▶ _À faire_
a: Recopiez le texte sur La fête au bouc, en commençant à « La République dominicaine » et en terminant à « journée du despote. ».
b: Poursuivez le texte sur La fête au bouc à partir de l'endroit où il s'arrête.

**** Texte

Le 15 janvier 2020
- Titre original : La Fiesta del Chivo
- Date de sortie : 9 avril 2002
- Titre original : La Fiesta del Chivo
La dernière journée de Trujillo ou les délires d’un dictateur. Un des livres les plus aboutis de Mario Vargas Llosa.
La République dominicaine n’a pas toujours été la destination de rêve que l’on connaît aujourd’hui. Ce fut aussi la dictature sanguinaire et tenace (1930-1961) d’un ancien colonel de la police, Rafael Leonidas Trujillo. La fête au bouc, du Péruvien Mario Vargas Llosa, retrace la dernière journée du despote.
Résumé : Que vient chercher à Saint-Domingue cette jeune avocate newyorkaise après tant d’années d’absence ? Les questions qu’Urania Cabral doit poser à son père mourant nous projettent dans de labyrinthe de la dictature de Rafael Leonidas Trujillo, au moment charnière de l’attentat qui lui coûta la vie en 1961. Dans des pages inoubliables – et qui comptent parmi les plus justes que l’auteur nous ait offertes —, le roman met en scène le destin d’un peuple soumis à la terreur et l’héroïsme de quatre jeunes conjurés qui tentent l’impossible : le tyrannicide. Leur geste, longuement mûri, prend peu à peu tout son sens à mesure que nous découvrons les coulisses du pouvoir : la vie quotidienne d’un homme hanté par un rêve obscur et dont l’ambition la plus profonde est de faire de son pays le miroir fidèle de sa folie. Jamais, depuis Conversation à « La Cathédrale », Mario Vargas Llosa n’avait poussé si loin la radiographie d’une société de Corruption et de turpitude. Son portrait de la dictature de Trujillo, gravé comme une eau-forte, apparaît, au-delà des contingences dominicaines, comme celui de toutes les tyrannies — ou, comme il aime à le dire, de toutes les « satrapies ». Exemplaire à plus d’un titre, passionnant de surcroît, La fête au Bouc est sans conteste l’une des œuvres maîtresses du grand romancier péruvien.

********
**** Données fournies

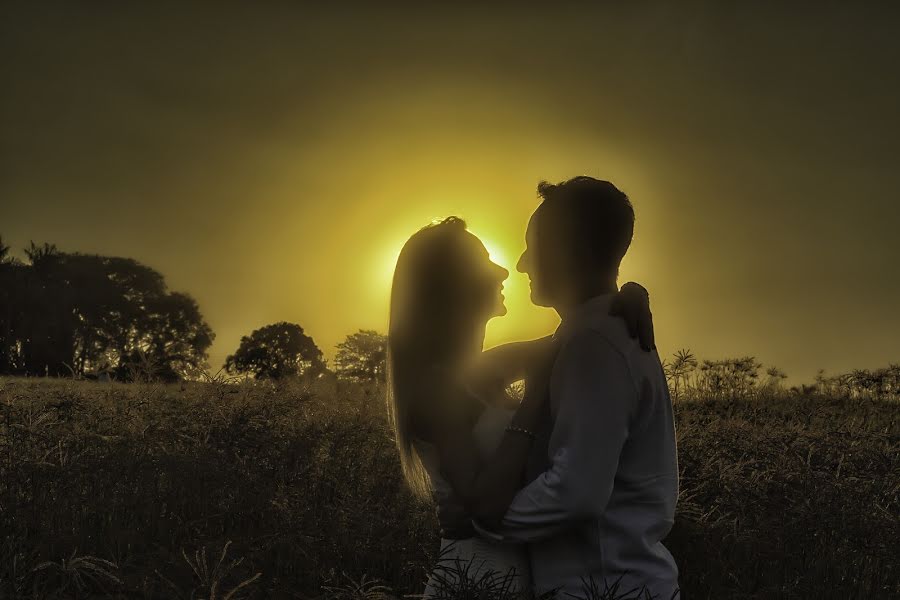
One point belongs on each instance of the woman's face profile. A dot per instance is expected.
(485, 277)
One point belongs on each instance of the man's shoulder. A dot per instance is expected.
(608, 336)
(600, 330)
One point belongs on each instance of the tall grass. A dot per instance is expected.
(292, 490)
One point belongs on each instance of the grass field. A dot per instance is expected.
(264, 490)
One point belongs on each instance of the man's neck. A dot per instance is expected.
(580, 297)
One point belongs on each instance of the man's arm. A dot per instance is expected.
(596, 399)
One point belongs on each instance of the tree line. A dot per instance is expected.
(744, 377)
(86, 315)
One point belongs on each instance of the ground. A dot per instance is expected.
(291, 490)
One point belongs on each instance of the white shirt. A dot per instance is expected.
(608, 498)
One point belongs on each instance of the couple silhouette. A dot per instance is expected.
(572, 487)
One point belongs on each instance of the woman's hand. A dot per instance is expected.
(632, 303)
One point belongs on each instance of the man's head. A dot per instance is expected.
(575, 241)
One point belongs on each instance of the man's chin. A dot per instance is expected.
(539, 300)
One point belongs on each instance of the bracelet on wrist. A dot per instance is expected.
(522, 430)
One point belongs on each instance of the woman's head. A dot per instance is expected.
(445, 289)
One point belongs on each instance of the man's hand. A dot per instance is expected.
(632, 303)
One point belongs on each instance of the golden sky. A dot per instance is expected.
(271, 160)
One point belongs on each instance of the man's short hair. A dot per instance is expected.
(591, 216)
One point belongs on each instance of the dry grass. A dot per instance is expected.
(292, 491)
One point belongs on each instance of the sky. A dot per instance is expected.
(270, 159)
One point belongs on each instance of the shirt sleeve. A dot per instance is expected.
(592, 386)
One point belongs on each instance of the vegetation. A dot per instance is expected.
(291, 489)
(73, 314)
(276, 351)
(362, 356)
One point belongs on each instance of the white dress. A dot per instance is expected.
(485, 564)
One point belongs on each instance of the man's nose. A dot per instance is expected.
(520, 266)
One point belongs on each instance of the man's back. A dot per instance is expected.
(608, 498)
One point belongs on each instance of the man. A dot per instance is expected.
(604, 475)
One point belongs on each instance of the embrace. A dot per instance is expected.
(572, 488)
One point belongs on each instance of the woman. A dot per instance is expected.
(460, 439)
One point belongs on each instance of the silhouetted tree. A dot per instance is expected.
(362, 356)
(276, 351)
(71, 313)
(682, 365)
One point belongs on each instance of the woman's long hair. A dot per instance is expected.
(433, 320)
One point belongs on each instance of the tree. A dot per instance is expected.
(363, 356)
(73, 313)
(276, 351)
(682, 365)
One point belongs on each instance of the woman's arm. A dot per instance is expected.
(487, 487)
(490, 373)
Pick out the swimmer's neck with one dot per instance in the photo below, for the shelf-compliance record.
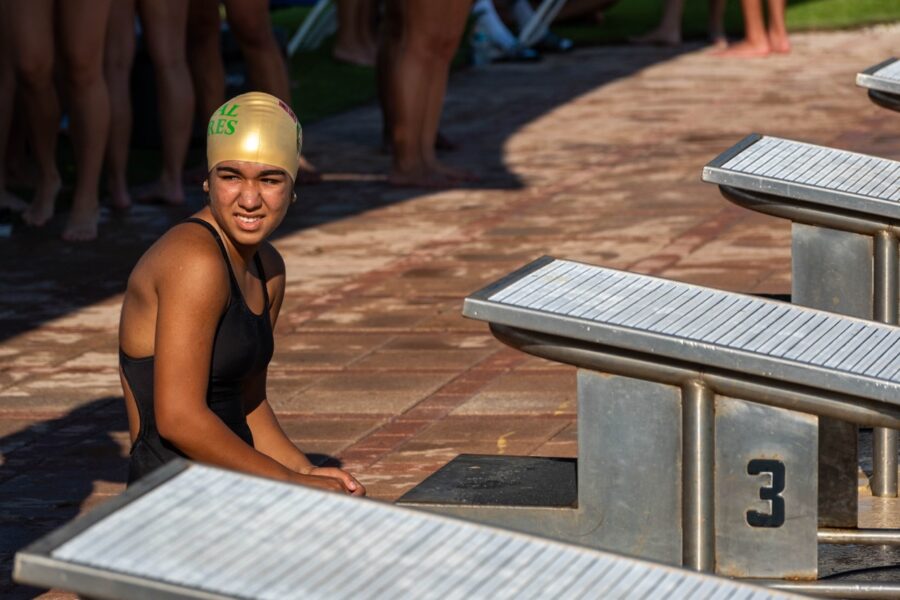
(238, 252)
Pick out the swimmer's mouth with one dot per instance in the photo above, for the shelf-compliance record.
(248, 222)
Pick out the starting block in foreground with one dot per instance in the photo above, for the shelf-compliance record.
(697, 415)
(845, 214)
(190, 531)
(883, 83)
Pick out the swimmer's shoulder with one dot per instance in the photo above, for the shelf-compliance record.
(186, 254)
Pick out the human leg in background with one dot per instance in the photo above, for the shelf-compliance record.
(355, 42)
(7, 105)
(165, 27)
(31, 33)
(205, 56)
(418, 42)
(439, 42)
(117, 62)
(250, 23)
(83, 37)
(777, 31)
(716, 23)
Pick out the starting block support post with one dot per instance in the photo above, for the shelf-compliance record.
(845, 219)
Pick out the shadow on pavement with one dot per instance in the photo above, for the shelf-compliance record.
(49, 469)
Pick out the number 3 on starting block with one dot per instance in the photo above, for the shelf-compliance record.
(766, 491)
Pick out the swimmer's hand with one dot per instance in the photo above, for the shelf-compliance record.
(332, 479)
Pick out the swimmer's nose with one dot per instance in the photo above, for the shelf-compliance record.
(250, 197)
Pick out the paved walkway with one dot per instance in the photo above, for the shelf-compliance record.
(594, 156)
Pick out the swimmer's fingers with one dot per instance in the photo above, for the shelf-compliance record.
(322, 482)
(350, 484)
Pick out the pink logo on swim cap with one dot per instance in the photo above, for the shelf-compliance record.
(288, 110)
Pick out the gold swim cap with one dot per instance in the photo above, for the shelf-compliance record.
(255, 127)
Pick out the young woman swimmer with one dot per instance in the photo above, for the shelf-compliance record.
(195, 336)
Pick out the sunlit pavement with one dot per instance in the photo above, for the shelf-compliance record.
(593, 156)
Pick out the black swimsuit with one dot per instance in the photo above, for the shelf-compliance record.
(242, 349)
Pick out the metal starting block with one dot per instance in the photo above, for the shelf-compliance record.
(883, 83)
(845, 210)
(697, 416)
(190, 531)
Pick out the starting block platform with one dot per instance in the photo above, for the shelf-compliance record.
(883, 83)
(697, 416)
(845, 214)
(192, 531)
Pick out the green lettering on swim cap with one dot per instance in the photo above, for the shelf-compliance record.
(229, 110)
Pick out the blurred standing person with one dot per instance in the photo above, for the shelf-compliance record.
(355, 43)
(668, 32)
(164, 25)
(7, 105)
(760, 40)
(417, 44)
(249, 22)
(79, 27)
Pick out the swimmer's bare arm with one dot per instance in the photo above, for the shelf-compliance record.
(192, 290)
(268, 436)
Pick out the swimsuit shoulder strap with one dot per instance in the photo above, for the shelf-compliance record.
(262, 278)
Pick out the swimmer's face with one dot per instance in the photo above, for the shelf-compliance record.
(248, 200)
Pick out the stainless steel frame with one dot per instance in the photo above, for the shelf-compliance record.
(284, 541)
(882, 91)
(839, 211)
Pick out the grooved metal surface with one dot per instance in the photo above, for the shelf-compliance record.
(813, 174)
(884, 76)
(688, 322)
(241, 536)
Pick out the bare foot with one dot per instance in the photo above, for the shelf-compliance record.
(166, 192)
(657, 37)
(779, 42)
(42, 205)
(11, 201)
(359, 56)
(718, 40)
(82, 225)
(743, 49)
(307, 173)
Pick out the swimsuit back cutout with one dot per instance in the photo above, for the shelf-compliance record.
(242, 349)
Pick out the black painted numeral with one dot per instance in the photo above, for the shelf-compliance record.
(775, 517)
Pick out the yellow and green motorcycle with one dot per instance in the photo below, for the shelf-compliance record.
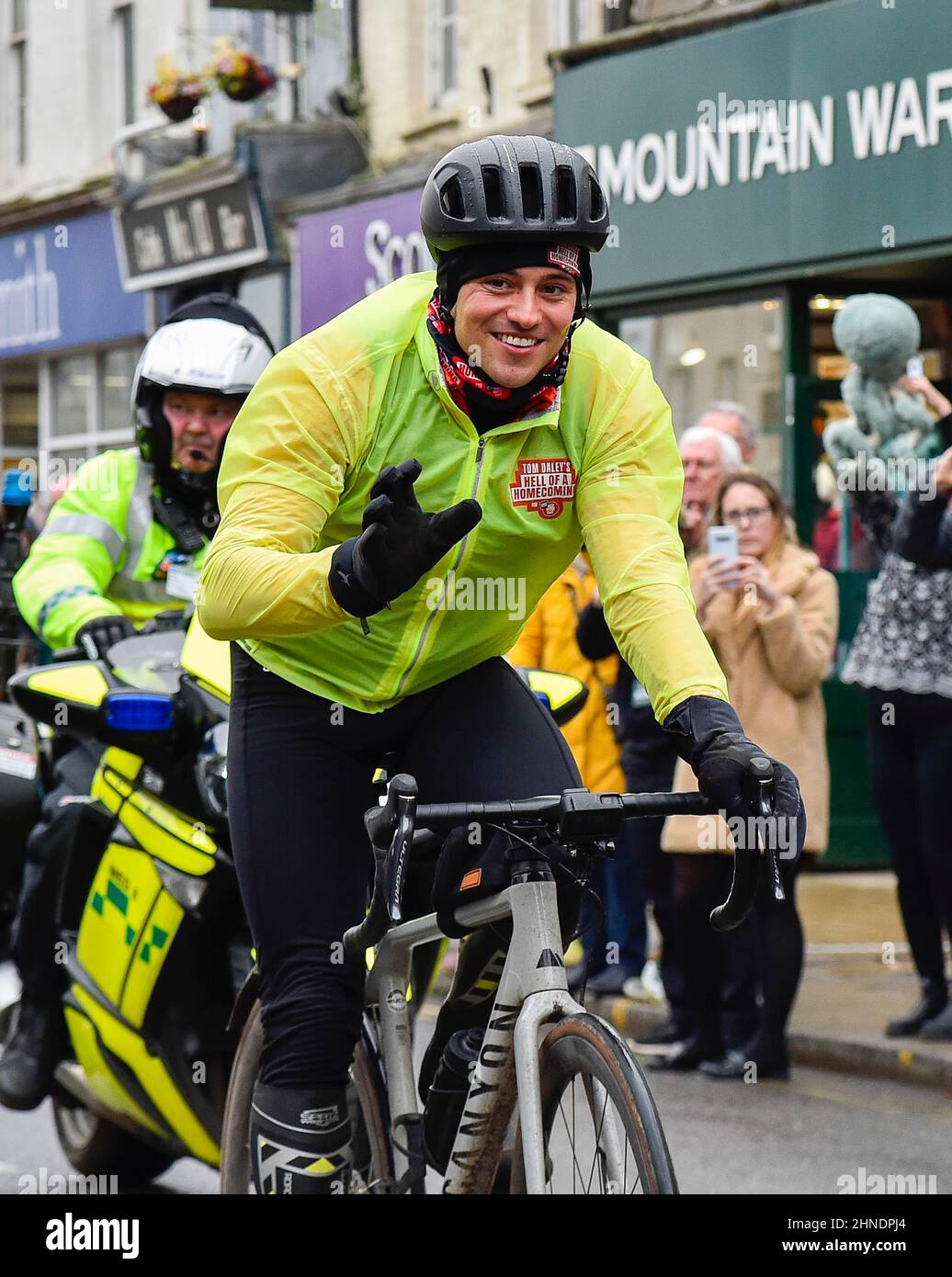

********

▶ _Corrigés_
a:
La République dominicaine n’a pas toujours été la destination de rêve que l’on connaît aujourd’hui. Ce fut aussi la dictature sanguinaire et tenace (1930-1961) d’un ancien colonel de la police, Rafael Leonidas Trujillo. La fête au bouc, du Péruvien Mario Vargas Llosa, retrace la dernière journée du despote.

b:
Notre avis : Point n’est besoin de connaître l’histoire dominicaine pour plonger dans le dernier roman de Vargas Llosa : tout y est expliqué sur cette longue dictature qui a maintenu le pays, pendant trente et un ans, sous la férule du "Bienfaiteur" Trujillo, avec la bénédiction des Etats-Unis (l’après-deuxième Guerre mondiale accueille avec bienveillance les potentiels bastions anti-communistes, d’autant que Cuba n’est pas loin de Saint-Domingue...) et de l’Eglise, même si leur confiance s’est érodée durant les derniers temps du régime.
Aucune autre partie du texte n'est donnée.